Extracted records:

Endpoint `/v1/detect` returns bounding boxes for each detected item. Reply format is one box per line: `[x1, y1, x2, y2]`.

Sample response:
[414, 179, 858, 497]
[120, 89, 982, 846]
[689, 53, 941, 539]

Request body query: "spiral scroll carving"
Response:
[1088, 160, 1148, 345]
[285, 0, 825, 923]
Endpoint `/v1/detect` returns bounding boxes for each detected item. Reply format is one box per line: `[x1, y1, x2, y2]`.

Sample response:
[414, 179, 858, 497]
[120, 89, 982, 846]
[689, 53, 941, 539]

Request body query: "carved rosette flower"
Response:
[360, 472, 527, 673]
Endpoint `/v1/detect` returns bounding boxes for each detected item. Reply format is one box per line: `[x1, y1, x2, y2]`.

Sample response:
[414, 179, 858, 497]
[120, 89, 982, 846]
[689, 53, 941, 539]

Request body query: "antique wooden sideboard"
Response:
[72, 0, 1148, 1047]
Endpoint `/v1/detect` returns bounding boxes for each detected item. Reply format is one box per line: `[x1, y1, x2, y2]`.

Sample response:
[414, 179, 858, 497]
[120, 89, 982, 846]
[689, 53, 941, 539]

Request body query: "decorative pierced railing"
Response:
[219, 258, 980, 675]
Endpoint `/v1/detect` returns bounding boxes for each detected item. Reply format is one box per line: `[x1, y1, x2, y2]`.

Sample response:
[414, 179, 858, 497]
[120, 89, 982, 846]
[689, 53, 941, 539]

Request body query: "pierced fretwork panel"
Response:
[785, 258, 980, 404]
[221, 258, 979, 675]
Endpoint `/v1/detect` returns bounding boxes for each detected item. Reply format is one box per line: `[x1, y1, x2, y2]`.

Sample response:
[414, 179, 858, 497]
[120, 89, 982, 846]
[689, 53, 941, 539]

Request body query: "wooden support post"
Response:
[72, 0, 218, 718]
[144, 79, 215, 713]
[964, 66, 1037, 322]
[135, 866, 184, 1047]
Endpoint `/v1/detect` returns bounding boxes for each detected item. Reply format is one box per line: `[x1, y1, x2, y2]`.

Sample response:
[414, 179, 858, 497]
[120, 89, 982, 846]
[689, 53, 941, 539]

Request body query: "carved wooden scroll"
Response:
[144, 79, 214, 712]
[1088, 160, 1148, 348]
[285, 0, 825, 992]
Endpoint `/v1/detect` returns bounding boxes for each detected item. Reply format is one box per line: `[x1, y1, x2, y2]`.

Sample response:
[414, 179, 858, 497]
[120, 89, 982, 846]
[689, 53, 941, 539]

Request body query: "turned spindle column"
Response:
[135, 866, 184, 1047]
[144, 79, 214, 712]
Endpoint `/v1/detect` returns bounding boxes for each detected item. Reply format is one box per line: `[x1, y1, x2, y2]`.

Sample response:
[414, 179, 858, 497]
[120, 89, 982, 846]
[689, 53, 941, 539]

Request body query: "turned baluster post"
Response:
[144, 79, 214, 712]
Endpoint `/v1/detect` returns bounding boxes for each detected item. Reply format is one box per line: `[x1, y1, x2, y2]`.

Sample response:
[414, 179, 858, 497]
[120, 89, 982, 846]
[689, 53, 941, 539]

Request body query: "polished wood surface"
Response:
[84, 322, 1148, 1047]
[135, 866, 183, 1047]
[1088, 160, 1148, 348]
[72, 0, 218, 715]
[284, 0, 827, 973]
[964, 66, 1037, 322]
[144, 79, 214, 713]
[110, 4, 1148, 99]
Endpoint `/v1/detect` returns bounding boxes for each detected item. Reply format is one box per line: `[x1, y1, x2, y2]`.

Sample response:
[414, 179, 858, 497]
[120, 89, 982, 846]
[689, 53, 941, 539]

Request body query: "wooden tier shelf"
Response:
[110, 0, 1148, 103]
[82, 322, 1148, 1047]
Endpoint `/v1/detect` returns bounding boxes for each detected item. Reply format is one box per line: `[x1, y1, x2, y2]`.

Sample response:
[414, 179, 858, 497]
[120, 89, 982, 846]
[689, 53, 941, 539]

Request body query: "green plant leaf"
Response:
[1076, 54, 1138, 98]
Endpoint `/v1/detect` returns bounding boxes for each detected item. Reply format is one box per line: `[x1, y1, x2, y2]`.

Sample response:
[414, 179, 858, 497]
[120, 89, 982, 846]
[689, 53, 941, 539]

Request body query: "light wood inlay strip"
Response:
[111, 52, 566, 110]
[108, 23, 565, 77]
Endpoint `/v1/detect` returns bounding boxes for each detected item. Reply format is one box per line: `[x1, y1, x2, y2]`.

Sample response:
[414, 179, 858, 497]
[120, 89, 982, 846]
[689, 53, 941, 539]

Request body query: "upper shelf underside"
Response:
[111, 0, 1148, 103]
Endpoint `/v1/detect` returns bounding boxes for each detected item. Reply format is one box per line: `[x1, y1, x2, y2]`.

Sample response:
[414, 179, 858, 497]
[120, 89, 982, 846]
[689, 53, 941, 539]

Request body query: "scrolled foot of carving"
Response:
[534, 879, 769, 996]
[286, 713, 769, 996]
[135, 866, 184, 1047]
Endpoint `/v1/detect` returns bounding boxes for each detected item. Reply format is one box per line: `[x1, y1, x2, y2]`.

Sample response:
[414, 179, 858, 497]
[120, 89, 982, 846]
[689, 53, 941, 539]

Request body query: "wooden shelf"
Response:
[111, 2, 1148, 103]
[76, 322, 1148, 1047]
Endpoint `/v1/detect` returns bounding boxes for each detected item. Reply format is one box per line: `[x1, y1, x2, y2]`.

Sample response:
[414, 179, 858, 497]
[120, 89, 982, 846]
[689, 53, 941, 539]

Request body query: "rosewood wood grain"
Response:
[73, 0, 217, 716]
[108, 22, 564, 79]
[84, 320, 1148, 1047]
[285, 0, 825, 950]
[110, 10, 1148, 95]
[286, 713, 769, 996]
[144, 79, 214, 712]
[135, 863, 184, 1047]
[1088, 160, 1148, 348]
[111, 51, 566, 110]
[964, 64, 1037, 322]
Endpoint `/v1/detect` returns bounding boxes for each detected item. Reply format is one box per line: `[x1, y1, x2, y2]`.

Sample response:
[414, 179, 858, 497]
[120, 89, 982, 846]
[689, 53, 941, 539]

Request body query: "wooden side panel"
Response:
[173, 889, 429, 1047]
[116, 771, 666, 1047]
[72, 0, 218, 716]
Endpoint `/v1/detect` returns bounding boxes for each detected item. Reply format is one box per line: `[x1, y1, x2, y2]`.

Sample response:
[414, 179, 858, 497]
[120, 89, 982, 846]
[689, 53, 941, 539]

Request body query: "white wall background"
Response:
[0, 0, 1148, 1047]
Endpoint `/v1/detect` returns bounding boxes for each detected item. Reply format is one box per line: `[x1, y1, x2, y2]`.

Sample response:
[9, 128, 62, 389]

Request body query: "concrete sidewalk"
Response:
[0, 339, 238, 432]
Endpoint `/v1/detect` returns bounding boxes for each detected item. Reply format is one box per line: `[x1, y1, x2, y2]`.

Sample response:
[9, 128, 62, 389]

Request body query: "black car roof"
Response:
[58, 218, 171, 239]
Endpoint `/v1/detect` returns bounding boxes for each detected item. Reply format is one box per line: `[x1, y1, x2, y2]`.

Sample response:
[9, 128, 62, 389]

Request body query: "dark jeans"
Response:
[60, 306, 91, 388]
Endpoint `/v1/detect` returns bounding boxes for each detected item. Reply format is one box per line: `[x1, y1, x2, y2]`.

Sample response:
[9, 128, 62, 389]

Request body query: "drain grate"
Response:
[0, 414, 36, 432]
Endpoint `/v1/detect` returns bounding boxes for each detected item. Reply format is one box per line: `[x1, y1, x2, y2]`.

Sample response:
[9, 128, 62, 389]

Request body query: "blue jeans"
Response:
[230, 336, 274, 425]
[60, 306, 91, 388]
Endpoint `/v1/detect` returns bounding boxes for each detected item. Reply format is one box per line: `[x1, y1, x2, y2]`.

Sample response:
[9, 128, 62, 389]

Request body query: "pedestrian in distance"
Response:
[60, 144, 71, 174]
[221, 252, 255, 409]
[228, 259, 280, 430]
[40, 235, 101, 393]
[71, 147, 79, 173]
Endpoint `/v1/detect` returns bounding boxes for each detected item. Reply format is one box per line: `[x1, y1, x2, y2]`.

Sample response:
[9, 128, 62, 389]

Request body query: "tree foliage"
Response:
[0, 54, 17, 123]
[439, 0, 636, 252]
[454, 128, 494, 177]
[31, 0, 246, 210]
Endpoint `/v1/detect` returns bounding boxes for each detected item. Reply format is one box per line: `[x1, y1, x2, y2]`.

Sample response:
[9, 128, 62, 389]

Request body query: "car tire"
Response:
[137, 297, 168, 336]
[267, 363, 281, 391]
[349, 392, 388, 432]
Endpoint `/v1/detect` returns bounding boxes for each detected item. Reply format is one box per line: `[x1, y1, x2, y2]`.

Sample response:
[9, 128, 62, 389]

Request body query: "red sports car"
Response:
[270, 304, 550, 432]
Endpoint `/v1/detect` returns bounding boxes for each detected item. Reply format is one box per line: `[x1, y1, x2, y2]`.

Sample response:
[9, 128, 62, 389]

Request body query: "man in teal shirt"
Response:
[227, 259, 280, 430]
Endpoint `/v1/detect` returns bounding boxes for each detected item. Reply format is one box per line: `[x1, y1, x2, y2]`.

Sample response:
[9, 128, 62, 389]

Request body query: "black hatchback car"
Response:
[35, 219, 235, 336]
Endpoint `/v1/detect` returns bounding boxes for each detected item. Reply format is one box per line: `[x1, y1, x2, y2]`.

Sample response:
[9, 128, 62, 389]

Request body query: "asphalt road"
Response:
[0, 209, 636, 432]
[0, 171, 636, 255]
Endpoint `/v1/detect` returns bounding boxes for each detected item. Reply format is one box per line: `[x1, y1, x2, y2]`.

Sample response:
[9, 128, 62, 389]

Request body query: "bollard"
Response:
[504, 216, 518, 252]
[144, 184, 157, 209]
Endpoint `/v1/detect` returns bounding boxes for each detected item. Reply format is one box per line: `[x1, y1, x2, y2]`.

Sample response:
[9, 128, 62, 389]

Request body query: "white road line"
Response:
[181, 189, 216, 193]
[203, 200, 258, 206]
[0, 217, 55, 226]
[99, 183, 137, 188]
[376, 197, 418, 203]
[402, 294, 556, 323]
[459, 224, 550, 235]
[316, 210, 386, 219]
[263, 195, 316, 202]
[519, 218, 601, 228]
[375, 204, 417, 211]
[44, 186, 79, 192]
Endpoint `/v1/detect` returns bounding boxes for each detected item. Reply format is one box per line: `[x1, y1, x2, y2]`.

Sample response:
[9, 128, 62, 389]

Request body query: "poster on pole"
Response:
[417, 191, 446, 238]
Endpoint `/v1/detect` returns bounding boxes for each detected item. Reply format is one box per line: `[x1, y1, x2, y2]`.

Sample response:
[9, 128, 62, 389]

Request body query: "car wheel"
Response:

What you need to do. How many lines in the entries above contain the string "jeans"? Reply with the number only.

The response. 2